- **AIM**
Verbatim output of all the material below is required.

- **AVAILABLE DATA**
=-=-=-=-=

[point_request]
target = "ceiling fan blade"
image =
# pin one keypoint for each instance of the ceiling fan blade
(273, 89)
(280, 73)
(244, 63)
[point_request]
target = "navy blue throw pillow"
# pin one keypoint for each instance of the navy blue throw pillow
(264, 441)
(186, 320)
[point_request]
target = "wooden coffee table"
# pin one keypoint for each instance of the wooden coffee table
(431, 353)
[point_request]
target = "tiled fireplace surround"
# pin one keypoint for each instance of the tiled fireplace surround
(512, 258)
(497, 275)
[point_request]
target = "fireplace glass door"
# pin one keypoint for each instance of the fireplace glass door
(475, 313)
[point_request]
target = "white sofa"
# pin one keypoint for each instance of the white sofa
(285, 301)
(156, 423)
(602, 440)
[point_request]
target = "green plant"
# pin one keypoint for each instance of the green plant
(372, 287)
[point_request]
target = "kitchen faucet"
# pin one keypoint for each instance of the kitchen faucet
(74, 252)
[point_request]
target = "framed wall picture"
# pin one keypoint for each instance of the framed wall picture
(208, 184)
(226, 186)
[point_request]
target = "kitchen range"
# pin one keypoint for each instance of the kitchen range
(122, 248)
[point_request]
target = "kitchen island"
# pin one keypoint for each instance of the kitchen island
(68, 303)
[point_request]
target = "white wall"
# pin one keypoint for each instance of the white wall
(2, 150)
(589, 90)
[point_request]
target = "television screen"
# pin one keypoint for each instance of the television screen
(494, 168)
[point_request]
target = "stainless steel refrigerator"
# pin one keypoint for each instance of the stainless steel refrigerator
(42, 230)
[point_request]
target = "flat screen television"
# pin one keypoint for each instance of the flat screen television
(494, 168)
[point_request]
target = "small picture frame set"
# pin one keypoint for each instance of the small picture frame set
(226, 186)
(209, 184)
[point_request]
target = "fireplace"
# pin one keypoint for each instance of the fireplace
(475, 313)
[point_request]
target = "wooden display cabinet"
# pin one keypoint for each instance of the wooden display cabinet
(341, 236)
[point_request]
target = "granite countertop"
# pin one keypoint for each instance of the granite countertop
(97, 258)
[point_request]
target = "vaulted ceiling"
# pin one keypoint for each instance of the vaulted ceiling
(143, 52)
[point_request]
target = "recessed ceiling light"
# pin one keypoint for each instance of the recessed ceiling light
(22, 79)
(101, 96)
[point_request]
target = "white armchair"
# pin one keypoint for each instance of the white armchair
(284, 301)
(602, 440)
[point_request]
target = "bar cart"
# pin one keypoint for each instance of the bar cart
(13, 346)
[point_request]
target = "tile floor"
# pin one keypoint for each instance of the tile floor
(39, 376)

=-=-=-=-=

- **FULL OUTPUT**
[point_request]
target = "ceiling fan blade"
image =
# pin one keypoint for each instance of the ceiling fan blade
(273, 89)
(280, 73)
(244, 63)
[point_request]
target = "navy blue throw pillow"
# pin one keypoint for each instance of the navy blue throw pillow
(264, 441)
(186, 320)
[point_request]
target = "wooden coffee table"
# pin one keypoint for each instance of the wooden coffee table
(431, 353)
[point_request]
target = "tiled fireplace surround"
# pin one keypoint for each instance of the tiled fireplace surround
(512, 258)
(497, 275)
[point_request]
target = "fireplace glass door"
# pin one keypoint for each instance of the fireplace glass door
(475, 313)
[point_request]
target = "white sofa"
# pin one keypoint for each instance of the white sofa
(285, 301)
(156, 423)
(602, 440)
[point_request]
target = "green plant"
# pin one keypoint for each instance of the green plant
(372, 287)
[point_request]
target = "kitchen faucet"
# pin one keypoint for each instance of the kitchen faucet
(74, 252)
[point_request]
target = "framed wall picture"
# pin one keypoint for each instance of the framed wall picture
(208, 184)
(226, 186)
[point_request]
target = "kitchen range"
# pin one keypoint for each instance of the kitchen range
(122, 248)
[point_request]
target = "kitchen island"
# pin one keypoint for each instance of the kitchen island
(68, 303)
[point_request]
target = "white wall"
# pin one keypoint for each instance of the white wall
(2, 150)
(589, 90)
[point_request]
target = "television screen"
# pin one keypoint for each instance of the television screen
(494, 168)
[point_request]
target = "stainless steel refrigerator"
# pin one keypoint for each instance of the stainless steel refrigerator
(42, 230)
[point_request]
target = "flat screen television"
# pin one keypoint for each instance of the flat screen television
(494, 168)
[point_request]
target = "small picture frame set"
# pin one keypoint for each instance of the small picture frame set
(226, 186)
(209, 184)
[point_request]
target = "fireplace"
# pin one keypoint for each instance of the fireplace
(475, 313)
[point_request]
target = "wooden display cabinet"
# pin one keypoint for each instance of the wooden display cabinet
(341, 236)
[point_request]
target = "granite countertop"
# pin one keypoint for each instance of the granite countertop
(97, 258)
[point_request]
target = "vaulted ceiling"
# pin one keypoint for each instance of the vaulted ceiling
(143, 52)
[point_request]
target = "recessed ceiling light"
# pin one keypoint for each instance of the recessed ceiling light
(22, 79)
(101, 96)
[point_request]
target = "white armchair"
# pin one keypoint for each instance of the white armchair
(284, 301)
(602, 440)
[point_request]
target = "bar cart"
# pin one keypoint for each instance of the bar cart
(13, 346)
[point_request]
target = "tile floor"
# pin one keypoint for each instance of the tile floor
(39, 376)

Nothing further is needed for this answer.